Stored entries

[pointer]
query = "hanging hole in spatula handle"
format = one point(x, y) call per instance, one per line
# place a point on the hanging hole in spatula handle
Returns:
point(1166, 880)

Exercise directions: Please reproduce the rows above word for word, with nothing changed.

The result:
[pointer]
query = "hanging hole in spatula handle"
format = one point(x, y) call per instance, one per line
# place a point on the hanging hole in spatula handle
Returns:
point(1166, 880)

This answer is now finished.